[Collected data]
═══

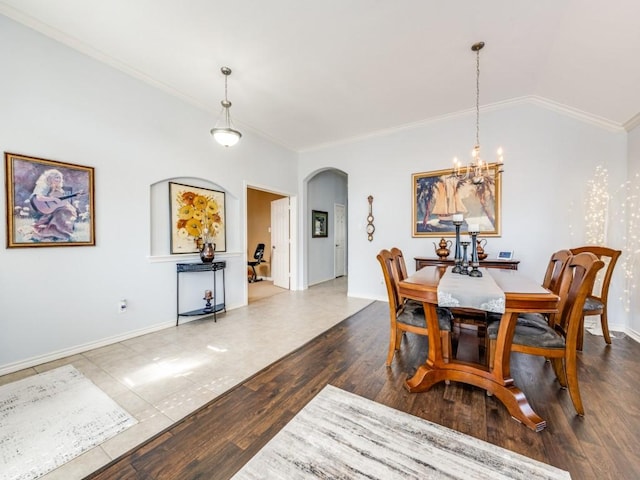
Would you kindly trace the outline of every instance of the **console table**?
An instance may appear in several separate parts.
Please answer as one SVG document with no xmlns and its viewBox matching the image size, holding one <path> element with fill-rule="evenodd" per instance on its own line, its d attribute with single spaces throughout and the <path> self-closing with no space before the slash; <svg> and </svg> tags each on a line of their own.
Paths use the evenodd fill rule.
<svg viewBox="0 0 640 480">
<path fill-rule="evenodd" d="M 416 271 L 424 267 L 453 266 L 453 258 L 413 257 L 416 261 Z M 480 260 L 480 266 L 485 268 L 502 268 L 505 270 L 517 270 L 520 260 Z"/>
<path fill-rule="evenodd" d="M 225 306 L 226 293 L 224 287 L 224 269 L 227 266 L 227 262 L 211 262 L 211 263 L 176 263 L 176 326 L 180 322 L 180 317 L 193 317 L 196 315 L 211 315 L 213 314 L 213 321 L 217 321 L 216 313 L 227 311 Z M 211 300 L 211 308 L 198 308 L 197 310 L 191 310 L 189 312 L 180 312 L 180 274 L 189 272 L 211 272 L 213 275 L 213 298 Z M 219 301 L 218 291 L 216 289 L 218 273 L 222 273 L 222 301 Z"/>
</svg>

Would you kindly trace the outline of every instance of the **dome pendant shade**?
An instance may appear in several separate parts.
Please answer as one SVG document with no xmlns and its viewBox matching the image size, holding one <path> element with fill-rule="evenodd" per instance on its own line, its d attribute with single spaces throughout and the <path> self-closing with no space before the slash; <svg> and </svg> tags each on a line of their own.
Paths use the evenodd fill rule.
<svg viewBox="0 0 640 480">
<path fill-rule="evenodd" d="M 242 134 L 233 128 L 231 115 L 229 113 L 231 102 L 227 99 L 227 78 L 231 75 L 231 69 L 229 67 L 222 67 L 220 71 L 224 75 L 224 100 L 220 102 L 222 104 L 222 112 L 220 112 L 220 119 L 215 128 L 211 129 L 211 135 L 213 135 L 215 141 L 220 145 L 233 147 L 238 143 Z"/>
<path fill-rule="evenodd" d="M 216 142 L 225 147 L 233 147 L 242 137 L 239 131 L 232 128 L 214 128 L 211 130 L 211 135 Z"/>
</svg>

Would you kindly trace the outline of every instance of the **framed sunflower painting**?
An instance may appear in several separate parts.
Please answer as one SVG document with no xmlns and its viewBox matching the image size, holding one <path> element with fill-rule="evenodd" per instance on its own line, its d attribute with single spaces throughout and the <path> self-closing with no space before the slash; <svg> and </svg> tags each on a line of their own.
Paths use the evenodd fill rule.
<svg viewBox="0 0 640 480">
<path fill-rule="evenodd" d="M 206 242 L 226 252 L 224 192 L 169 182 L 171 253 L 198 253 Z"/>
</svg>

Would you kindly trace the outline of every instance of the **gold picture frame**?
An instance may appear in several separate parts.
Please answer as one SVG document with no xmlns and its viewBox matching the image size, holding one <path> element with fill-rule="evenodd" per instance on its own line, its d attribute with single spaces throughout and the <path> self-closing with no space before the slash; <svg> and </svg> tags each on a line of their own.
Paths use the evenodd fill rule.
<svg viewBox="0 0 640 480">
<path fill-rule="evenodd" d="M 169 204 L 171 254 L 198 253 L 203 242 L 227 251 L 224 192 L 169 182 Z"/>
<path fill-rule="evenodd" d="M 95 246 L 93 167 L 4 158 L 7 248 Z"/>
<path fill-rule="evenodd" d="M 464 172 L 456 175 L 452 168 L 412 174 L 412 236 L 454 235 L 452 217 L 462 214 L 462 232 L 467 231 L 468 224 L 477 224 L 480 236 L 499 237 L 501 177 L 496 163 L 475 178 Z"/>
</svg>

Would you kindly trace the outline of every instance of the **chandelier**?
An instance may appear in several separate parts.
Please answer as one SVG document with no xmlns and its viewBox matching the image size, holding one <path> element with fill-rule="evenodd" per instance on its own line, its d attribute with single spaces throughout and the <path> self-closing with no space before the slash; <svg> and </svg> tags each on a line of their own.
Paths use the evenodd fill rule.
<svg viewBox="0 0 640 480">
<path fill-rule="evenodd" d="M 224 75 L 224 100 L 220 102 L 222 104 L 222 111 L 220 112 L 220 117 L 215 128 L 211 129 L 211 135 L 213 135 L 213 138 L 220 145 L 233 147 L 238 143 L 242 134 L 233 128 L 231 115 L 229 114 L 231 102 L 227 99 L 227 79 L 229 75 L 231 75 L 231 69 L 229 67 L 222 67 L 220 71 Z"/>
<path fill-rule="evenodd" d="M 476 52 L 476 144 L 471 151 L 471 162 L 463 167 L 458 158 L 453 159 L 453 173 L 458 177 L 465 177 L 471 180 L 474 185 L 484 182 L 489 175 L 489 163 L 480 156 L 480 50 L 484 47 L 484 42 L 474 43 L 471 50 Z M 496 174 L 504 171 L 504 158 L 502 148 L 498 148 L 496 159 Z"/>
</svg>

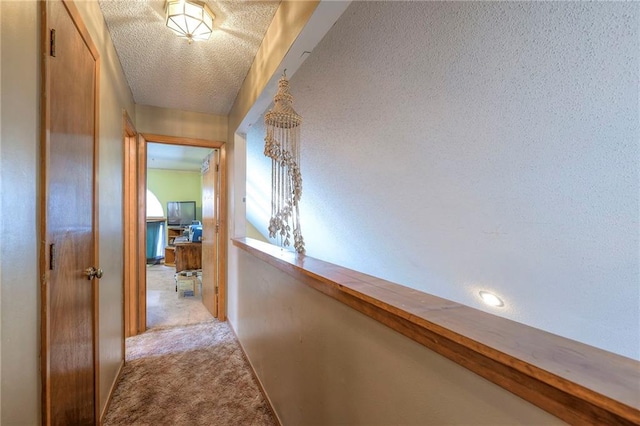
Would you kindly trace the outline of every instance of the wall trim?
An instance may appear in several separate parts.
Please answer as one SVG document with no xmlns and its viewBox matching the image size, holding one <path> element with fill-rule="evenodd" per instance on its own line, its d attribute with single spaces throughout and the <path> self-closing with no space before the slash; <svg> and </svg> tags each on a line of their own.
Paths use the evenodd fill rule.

═══

[Exercise requirements]
Please print every record exactly as written, without the pictures.

[Output for this task]
Would you kindly trace the outline of every instance of the **console table**?
An instance may appear in several separate parts.
Please answer as one SVG document with no xmlns and its viewBox matching the image size, holding one <path> element with fill-rule="evenodd" per instance on its own line, its d attribute with single spaces throughout and the <path> self-closing with no space before the slash; <svg> and </svg> tags each on a line of their own.
Paths use the evenodd fill rule.
<svg viewBox="0 0 640 480">
<path fill-rule="evenodd" d="M 416 271 L 424 267 L 453 266 L 453 258 L 413 257 L 416 261 Z M 480 260 L 480 266 L 485 268 L 502 268 L 505 270 L 517 270 L 520 260 Z"/>
<path fill-rule="evenodd" d="M 225 306 L 226 293 L 224 287 L 224 269 L 227 266 L 227 262 L 211 262 L 211 263 L 176 263 L 176 326 L 180 322 L 180 317 L 193 317 L 196 315 L 211 315 L 213 314 L 213 321 L 217 321 L 216 313 L 227 311 Z M 211 300 L 211 308 L 198 308 L 197 310 L 191 310 L 189 312 L 180 312 L 180 274 L 189 272 L 211 272 L 213 275 L 213 298 Z M 219 301 L 218 291 L 216 289 L 218 273 L 222 273 L 222 301 Z"/>
</svg>

Would you kindly trace the outline of every instance of the **dome pendant shade**?
An instance may appear in several separate parts.
Please answer as one SVG document with no xmlns and its viewBox matching the image size, holding one <path> element with fill-rule="evenodd" per instance on its own line, its d attribute with single spaces throughout and the <path> self-closing with no space before the slash; <svg> and </svg> tags each on a line of their own.
Paths use the evenodd fill rule.
<svg viewBox="0 0 640 480">
<path fill-rule="evenodd" d="M 242 134 L 233 128 L 231 115 L 229 113 L 231 102 L 227 99 L 227 78 L 231 75 L 231 69 L 229 67 L 222 67 L 220 71 L 224 75 L 224 100 L 220 102 L 222 104 L 222 112 L 220 112 L 220 119 L 215 128 L 211 129 L 211 135 L 213 135 L 215 141 L 220 145 L 233 147 L 238 143 Z"/>
<path fill-rule="evenodd" d="M 216 142 L 225 147 L 233 147 L 242 137 L 239 131 L 232 128 L 214 128 L 211 130 L 211 135 Z"/>
</svg>

Would you kindly trace the outline of every instance of the **framed sunflower painting**?
An instance may appear in several separate parts.
Please answer as one SVG document with no xmlns and its viewBox matching the image size, holding one <path> element with fill-rule="evenodd" per instance on its own line, its d attribute with single spaces throughout and the <path> self-closing with no space before the slash; <svg> and </svg> tags each on a line of their own.
Paths use the evenodd fill rule.
<svg viewBox="0 0 640 480">
<path fill-rule="evenodd" d="M 206 242 L 226 252 L 224 192 L 169 182 L 171 253 L 198 253 Z"/>
</svg>

Would you kindly trace the outline of every instance of the **gold picture frame**?
An instance may appear in several separate parts.
Please answer as one SVG document with no xmlns and its viewBox matching the image size, holding one <path> element with fill-rule="evenodd" per instance on its own line, its d attribute with single spaces throughout and the <path> self-closing with no space before the slash; <svg> and </svg> tags each on a line of their own.
Paths use the evenodd fill rule.
<svg viewBox="0 0 640 480">
<path fill-rule="evenodd" d="M 169 204 L 171 254 L 198 253 L 203 242 L 227 251 L 224 192 L 169 182 Z"/>
<path fill-rule="evenodd" d="M 95 246 L 93 167 L 4 158 L 7 248 Z"/>
<path fill-rule="evenodd" d="M 464 172 L 456 175 L 452 168 L 412 174 L 412 236 L 454 235 L 452 217 L 462 214 L 462 232 L 467 231 L 468 224 L 477 224 L 480 236 L 499 237 L 501 177 L 496 163 L 475 178 Z"/>
</svg>

Would you kindly trace the outline of every instance of the **chandelier**?
An instance may appear in several separate parts.
Please answer as one SVG document with no xmlns and its viewBox matching the image size, holding one <path> element with fill-rule="evenodd" per instance on its own line, its d attribute with single spaces throughout and the <path> self-closing with no space before the slash; <svg> and </svg> tags each on a line of their own.
Paths use the evenodd fill rule.
<svg viewBox="0 0 640 480">
<path fill-rule="evenodd" d="M 224 75 L 224 100 L 220 102 L 222 104 L 222 111 L 220 112 L 220 117 L 215 128 L 211 129 L 211 135 L 213 135 L 213 138 L 220 145 L 233 147 L 238 143 L 242 134 L 233 128 L 231 115 L 229 114 L 231 102 L 227 99 L 227 79 L 229 75 L 231 75 L 231 69 L 229 67 L 222 67 L 220 71 Z"/>
<path fill-rule="evenodd" d="M 476 52 L 476 144 L 471 151 L 471 162 L 463 167 L 458 158 L 453 159 L 453 173 L 458 177 L 465 177 L 471 180 L 474 185 L 484 182 L 489 175 L 489 163 L 480 156 L 480 50 L 484 47 L 484 42 L 474 43 L 471 50 Z M 496 174 L 504 171 L 504 158 L 502 148 L 498 148 L 496 159 Z"/>
</svg>

Would you kindly trace the outline of every instance of the wall trim?
An instance may appear in several separate parts.
Please answer as one SVG document with no xmlns and its viewBox matching the image size, holding one <path> element with fill-rule="evenodd" per instance on its own line, its d attribute with single spaces throughout and the <path> self-closing with no space before the slash; <svg> and </svg> tags each on a line of their own.
Paths use the evenodd fill rule.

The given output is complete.